=== Excerpt to read ===
NFM 2017
The 9th NASA Formal Methods Symposium (NFM 2017)
May 16 - 18, 2017 | NASA Ames Research Center - Moffett Field, CA, USA | http://ti.arc.nasa.gov/events/nfm-2017/
Theme of the Symposium
The widespread use and increasing complexity of mission-critical and safety-critical systems at NASA and in the aerospace industry require advanced techniques that address these systems' specification, design, verification, validation, and certification requirements. The NASA Formal Methods Symposium (NFM) is a forum to foster collaboration between theoreticians and practitioners from NASA, academia, and industry. NFM's goals are to identify challenges and to provide solutions for achieving assurance for such critical systems.
New developments and emerging applications like autonomous software for Unmanned Aerial Systems (UAS), UAS Traffic Management (UTM), advanced separation assurance algorithms for aircraft, and the need for system-wide fault detection, diagnosis, and prognostics provide new challenges for system specification, development, and verification approaches. Similar challenges need to be addressed during development and deployment of on-board software for spacecraft ranging from small and inexpensive CubeSat systems to manned spacecraft like Orion, as well as for ground systems.
The focus of the symposium will be on formal techniques and other approaches for software assurance, including their theory, current capabilities and limitations, as well as their potential application to aerospace, robotics, and other NASA-relevant safety-critical systems during all stages of the software life-cycle.
=== Extracted entries ===
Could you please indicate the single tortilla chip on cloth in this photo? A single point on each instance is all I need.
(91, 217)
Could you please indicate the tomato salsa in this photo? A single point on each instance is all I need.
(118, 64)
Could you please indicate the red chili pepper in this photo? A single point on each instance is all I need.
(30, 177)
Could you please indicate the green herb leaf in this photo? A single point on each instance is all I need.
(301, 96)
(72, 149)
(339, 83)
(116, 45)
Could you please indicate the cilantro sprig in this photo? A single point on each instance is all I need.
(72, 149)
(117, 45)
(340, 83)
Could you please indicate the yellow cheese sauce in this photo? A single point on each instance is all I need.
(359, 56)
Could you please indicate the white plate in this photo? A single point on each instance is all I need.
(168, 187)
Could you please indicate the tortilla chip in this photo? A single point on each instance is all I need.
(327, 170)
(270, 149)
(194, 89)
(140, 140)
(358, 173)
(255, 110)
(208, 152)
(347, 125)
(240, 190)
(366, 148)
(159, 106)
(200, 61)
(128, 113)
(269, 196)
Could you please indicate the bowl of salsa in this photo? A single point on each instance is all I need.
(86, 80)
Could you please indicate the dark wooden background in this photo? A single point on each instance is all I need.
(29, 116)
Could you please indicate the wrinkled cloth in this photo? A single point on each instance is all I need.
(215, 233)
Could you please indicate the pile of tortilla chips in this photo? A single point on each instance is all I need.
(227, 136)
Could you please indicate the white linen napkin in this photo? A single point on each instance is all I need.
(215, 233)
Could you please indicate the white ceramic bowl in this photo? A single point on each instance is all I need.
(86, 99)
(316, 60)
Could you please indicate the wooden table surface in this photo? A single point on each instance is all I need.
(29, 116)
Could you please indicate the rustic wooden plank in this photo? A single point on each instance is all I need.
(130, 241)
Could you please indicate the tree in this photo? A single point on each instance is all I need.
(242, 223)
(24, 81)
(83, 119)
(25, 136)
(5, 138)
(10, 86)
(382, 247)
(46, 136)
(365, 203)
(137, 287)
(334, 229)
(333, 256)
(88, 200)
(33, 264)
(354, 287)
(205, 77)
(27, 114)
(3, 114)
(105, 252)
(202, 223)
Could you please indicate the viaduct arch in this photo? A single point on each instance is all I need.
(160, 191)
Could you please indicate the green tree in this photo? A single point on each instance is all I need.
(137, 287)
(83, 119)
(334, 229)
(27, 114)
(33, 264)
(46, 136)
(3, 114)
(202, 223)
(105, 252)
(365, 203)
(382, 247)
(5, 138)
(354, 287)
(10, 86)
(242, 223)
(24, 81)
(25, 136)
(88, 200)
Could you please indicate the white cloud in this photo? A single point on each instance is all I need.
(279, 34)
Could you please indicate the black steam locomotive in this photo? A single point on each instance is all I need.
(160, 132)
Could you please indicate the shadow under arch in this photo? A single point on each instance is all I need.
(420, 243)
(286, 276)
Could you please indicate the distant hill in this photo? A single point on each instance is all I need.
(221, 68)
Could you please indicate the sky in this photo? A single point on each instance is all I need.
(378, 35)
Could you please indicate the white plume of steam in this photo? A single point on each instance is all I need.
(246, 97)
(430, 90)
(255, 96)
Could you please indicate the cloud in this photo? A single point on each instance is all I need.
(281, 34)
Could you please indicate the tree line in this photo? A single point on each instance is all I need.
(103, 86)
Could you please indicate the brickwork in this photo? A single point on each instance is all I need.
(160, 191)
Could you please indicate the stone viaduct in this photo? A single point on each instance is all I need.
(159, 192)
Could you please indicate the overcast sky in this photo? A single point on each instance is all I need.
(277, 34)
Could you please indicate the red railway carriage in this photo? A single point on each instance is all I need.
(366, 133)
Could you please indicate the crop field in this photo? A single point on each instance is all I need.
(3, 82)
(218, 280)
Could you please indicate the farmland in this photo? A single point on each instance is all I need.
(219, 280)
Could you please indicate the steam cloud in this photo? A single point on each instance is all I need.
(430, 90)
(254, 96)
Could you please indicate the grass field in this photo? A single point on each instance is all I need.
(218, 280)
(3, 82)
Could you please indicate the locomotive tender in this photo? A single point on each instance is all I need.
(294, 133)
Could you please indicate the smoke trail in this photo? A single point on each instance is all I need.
===
:: Your objective ::
Write the next part of the NFM 2017 symposium announcement, picking up after its final sentence. The material was drawn from a separate source.

:: Result of this exercise ::
Topics of interest include but are not limited to:
- Model checking
- Theorem proving
- SAT and SMT solving
- Symbolic execution
- Static analysis
- Model-based development
- Runtime verification
- Software and system testing
- Safety assurance
- Fault tolerance
- Compositional verification
- Security and intrusion detection
- Design for verification and correct-by-design techniques
- Techniques for scaling formal methods
- Formal methods for multi-core, GPU-based implementations
- Applications of formal methods in the development of:
- autonomous systems
- safety-critical artificial intelligence systems
- cyber-physical, embedded, and hybrid systems
- fault-detection, diagnostics, and prognostics systems
- Use of formal methods in:
- assurance cases
- human-machine interaction analysis
- requirements generation, specification, and validation
- automated testing and verification
Important Dates
- Abstract Submission: November 28, 2016
- Paper Submission: December 5, 2016
- Paper notification: February 3, 2017
- Camera Ready Deadline: March 1, 2017
- Symposium: May 16-18, 2017
Location
The symposium will take place at NASA Ames Research Center, Moffett Field, CA, USA.
Registration is required but is free of charge.
Submission Details
There are two categories of submissions:
- Regular papers describing fully developed work and complete results (maximum 15 pages)
- Short papers on tools, experience reports, or work in progress with preliminary results (maximum 6 pages)
All papers must be in English and describe original work that has not been published or submitted elsewhere. All submissions will be fully reviewed by at least three members of the Program Committee.
Papers will appear in a volume of Springer's Lecture Notes in Computer Science (LNCS).